Extrait du document:
D’autres esprits, cependant, ne craignaient pas d’aller plus loin, entre autres le général sir John French, alors chef d’état-major général de l’armée anglaise, et récemment encore commandant en chef sur le front des Flandres, qui se déclarait ennemi des demi-mesures et partisan déterminé du système militaire continental.

Entre ces deux thèses rivales, le gouvernement libéral, d’accord avec la grande majorité de l’opinion, s’était tenu à la vieille école. Aussi, le 12 juillet 1909, malgré les efforts de lord Roberts, la Chambre des Lords repoussait le compulsory training par 123 voix contre 103, écart minime qui fut pour beaucoup une surprise. L’année d’après, le colonel Seeley, ministre de la Guerre, déclarait a la Chambre des Communes : « Je puis assurer qu’aucune loi de ce genre ne sera proposée ou appuyée par le gouvernement actuel, à moins qu’on ne soit obligé de dire à la nation qu’un grand danger la menace, encore ignoré d’elle, et que, seule, l’adoption du service militaire obligatoire peut la sauver. »

À compléter:
**A.** Selon le passage sur le service militaire obligatoire en Angleterre, dans quel cas le colonel Seeley acceptait-il que le gouvernement propose ou appuie une loi de ce genre ? Répondez en une à trois phrases.
**B.** Reprenez le passage sur le service militaire obligatoire en Angleterre à la suite de sa dernière phrase.

Entrées répertoriées:
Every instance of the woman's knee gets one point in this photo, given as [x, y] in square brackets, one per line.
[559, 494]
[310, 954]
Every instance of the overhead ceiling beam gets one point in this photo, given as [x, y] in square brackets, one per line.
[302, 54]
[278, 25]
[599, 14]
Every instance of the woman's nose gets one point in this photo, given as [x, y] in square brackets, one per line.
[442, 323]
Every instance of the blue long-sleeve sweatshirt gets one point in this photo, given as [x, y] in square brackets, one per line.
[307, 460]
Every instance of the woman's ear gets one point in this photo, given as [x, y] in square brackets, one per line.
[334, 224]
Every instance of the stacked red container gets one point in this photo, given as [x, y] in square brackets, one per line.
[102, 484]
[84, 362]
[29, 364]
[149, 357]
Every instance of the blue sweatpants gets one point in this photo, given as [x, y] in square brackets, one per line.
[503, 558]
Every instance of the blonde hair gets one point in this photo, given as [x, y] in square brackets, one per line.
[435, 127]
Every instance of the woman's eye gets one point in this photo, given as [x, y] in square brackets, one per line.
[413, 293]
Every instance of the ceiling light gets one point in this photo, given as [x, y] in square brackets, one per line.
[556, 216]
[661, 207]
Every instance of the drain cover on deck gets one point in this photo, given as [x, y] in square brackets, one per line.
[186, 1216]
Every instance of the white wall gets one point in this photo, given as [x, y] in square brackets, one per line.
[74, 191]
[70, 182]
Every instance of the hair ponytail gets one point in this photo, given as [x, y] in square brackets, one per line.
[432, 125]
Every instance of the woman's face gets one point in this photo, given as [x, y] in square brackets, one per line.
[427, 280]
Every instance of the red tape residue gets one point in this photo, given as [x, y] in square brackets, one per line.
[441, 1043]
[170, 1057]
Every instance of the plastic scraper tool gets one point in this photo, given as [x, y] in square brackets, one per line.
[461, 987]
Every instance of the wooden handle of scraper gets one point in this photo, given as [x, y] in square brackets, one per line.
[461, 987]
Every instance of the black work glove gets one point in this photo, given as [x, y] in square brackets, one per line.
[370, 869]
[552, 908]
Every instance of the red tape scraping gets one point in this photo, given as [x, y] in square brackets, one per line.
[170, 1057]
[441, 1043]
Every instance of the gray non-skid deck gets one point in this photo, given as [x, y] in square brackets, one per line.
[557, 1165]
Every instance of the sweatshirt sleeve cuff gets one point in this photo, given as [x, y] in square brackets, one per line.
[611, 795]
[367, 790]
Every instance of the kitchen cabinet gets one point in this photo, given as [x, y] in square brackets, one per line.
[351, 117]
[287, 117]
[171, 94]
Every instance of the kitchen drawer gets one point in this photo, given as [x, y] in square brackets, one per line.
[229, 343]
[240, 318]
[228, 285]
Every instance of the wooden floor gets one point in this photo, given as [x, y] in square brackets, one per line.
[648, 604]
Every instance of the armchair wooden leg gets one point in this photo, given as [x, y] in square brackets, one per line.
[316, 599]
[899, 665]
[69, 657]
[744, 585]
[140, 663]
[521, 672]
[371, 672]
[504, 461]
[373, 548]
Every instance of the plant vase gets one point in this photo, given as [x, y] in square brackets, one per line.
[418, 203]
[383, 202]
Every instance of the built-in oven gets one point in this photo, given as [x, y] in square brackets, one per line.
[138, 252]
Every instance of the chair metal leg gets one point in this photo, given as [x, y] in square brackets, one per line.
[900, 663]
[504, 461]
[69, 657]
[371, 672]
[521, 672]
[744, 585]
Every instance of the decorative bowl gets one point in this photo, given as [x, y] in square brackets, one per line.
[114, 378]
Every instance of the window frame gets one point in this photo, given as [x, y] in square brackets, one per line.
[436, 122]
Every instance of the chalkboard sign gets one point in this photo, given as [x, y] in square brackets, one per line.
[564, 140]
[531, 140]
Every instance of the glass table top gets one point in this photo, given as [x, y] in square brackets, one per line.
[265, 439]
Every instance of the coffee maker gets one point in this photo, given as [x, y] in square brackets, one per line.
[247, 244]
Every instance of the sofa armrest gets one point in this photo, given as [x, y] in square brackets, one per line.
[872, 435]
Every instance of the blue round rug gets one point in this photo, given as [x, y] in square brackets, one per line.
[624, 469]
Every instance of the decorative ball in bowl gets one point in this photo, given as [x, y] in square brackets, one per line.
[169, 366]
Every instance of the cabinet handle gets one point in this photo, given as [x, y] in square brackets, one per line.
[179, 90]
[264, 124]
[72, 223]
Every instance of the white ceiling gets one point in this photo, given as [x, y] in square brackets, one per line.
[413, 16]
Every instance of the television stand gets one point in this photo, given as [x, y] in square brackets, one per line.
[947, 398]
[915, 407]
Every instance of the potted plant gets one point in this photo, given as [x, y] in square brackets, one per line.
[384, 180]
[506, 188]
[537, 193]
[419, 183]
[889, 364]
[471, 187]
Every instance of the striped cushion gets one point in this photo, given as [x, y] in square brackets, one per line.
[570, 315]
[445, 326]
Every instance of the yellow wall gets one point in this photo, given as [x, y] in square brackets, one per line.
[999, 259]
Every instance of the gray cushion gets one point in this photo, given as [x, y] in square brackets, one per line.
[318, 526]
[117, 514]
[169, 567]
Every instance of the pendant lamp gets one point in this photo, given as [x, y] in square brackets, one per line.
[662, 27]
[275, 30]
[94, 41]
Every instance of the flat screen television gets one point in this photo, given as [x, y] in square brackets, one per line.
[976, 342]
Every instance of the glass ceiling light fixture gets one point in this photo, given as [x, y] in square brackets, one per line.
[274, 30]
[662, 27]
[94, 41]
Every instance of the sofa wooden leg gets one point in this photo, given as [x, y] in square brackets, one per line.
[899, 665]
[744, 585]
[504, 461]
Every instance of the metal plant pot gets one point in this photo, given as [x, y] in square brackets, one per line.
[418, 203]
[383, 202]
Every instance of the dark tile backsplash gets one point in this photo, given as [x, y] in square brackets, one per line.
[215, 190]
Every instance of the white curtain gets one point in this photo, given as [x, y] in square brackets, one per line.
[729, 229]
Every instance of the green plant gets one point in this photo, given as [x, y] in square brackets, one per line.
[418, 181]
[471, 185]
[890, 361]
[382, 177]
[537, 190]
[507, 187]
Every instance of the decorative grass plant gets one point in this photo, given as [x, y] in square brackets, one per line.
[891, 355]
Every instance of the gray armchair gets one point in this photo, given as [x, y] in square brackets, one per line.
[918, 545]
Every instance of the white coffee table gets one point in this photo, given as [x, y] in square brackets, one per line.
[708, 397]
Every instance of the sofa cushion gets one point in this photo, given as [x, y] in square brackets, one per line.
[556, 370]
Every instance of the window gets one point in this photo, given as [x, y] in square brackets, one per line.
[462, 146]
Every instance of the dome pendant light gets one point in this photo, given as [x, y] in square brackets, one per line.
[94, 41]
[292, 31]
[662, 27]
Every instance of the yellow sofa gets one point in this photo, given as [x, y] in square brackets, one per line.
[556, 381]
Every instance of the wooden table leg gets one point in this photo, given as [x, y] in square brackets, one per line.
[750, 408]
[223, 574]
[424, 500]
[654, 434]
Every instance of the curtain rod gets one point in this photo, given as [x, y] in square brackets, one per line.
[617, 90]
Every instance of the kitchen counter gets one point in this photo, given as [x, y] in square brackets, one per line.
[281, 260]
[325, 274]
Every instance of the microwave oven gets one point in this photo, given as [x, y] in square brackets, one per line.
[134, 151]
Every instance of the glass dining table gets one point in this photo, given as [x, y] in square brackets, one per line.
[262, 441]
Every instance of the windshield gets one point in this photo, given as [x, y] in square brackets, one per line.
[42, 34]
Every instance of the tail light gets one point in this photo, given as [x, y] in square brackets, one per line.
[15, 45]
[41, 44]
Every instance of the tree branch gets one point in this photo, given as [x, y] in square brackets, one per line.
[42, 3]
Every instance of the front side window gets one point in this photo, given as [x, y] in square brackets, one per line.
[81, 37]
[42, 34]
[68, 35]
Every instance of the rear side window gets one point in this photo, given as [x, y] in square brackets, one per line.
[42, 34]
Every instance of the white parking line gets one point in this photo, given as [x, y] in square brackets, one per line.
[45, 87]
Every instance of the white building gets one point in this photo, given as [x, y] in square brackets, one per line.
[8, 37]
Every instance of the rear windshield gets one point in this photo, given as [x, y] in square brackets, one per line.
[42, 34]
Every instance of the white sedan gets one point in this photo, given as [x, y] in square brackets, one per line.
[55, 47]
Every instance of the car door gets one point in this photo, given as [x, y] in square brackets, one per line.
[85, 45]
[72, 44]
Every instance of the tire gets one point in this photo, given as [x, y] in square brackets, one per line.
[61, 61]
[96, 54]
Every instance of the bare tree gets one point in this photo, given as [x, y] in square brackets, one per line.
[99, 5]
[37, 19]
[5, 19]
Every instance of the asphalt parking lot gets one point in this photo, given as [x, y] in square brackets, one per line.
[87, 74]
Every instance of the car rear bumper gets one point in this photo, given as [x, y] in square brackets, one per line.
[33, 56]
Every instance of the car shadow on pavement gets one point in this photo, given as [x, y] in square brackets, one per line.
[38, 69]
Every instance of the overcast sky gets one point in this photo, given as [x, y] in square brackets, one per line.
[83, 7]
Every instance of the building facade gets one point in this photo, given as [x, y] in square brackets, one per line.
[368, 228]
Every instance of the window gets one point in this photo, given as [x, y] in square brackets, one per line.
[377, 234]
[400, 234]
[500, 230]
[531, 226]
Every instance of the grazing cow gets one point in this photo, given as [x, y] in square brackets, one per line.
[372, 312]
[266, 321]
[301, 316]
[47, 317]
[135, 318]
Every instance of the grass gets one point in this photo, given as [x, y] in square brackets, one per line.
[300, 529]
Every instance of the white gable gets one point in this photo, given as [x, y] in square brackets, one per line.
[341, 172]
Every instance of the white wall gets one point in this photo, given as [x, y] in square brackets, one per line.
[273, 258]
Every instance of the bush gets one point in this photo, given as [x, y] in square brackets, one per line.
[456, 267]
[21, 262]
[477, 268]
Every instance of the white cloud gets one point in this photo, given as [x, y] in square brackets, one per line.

Réponses proposées:
**A.** Le gouvernement ne proposerait ni n'appuierait une telle loi qu'à une condition. Il faudrait avoir à dire à la nation qu'un grand danger, encore ignoré d'elle, la menaçait, et que seule l'adoption du service militaire obligatoire pouvait la sauver.

**B.**
  1. En réalité, 70 000 volontaires se présentaient chaque année dans les bureaux de recrutement anglais, mais près de la moitié étaient éliminés pour inaptitude physique : ce déchet s’explique, d’une part, par les exigences du service médical ; de l’autre, par ce fait que la majorité de ces hommes provenaient des classes sociales les plus miséreuses.